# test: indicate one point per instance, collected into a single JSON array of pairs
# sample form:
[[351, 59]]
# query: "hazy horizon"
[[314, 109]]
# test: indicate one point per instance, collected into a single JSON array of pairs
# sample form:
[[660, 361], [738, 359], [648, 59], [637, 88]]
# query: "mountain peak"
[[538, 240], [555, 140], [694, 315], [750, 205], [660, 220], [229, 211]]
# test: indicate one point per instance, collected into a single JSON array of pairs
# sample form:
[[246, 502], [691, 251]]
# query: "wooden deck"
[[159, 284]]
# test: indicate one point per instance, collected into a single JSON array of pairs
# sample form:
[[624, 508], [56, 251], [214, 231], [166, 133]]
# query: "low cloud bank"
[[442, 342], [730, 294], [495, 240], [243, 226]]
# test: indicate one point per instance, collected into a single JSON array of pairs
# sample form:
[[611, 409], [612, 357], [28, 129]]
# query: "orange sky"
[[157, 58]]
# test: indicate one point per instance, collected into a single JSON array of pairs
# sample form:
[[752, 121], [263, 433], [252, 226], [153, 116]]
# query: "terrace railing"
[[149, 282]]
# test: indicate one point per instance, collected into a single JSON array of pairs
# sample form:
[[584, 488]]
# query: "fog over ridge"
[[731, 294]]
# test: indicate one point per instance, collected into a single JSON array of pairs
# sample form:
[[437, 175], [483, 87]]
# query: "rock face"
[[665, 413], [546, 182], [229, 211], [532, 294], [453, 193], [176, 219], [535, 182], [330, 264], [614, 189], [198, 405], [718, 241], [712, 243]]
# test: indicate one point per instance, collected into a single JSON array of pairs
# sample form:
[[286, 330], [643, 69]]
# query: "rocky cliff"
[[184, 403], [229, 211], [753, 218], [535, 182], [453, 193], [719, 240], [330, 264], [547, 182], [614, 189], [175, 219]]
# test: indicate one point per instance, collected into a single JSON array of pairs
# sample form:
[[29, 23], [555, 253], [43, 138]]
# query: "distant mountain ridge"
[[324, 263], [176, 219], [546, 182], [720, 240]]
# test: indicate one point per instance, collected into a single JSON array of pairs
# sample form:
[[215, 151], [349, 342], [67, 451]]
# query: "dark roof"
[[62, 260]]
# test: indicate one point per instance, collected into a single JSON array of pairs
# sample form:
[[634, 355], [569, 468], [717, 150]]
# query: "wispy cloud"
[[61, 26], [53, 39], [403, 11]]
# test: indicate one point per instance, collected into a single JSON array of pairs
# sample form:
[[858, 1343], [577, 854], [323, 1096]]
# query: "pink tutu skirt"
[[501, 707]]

* * *

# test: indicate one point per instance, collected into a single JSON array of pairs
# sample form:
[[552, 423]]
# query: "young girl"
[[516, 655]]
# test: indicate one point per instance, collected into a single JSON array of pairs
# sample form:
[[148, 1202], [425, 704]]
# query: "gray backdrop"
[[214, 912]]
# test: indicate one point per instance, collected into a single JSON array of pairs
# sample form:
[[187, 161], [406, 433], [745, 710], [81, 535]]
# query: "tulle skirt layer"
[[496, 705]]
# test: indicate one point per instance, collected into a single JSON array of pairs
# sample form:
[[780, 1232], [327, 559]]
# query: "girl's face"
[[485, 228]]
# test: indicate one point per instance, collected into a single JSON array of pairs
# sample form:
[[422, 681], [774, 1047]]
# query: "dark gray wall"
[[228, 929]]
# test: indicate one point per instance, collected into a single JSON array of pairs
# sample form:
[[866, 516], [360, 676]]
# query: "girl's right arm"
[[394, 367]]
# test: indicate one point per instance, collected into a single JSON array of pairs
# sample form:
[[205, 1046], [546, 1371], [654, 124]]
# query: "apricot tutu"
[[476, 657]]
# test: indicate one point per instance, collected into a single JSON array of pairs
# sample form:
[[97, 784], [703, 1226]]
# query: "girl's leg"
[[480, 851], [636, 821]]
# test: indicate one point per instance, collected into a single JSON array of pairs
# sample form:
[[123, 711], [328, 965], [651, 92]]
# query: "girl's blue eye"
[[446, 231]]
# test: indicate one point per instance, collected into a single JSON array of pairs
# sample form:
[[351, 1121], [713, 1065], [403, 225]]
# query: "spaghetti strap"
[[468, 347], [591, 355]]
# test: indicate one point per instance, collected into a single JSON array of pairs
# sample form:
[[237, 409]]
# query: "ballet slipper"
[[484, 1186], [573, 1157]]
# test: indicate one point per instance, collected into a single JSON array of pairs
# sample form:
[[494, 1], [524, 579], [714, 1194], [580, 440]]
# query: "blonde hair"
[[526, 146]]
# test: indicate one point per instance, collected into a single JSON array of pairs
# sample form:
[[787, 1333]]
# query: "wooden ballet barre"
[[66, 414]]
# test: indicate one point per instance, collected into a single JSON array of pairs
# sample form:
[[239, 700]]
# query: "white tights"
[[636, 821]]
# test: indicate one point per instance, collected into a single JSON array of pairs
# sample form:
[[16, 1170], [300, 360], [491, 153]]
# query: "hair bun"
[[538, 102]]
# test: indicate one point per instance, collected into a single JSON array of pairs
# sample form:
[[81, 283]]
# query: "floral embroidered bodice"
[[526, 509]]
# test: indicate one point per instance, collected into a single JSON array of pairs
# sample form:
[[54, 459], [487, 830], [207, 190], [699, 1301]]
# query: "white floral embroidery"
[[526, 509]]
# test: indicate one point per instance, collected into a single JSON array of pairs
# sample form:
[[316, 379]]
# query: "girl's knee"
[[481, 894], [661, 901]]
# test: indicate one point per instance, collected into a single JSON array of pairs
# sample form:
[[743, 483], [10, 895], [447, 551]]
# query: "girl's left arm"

* _EXERCISE REQUIREMENTS_: Which of the lines above contain the string "cloud" with the same capitalization? Copy each of those lines in full.

* _RESULT_:
# query: "low cloud bank"
# query: "wispy cloud"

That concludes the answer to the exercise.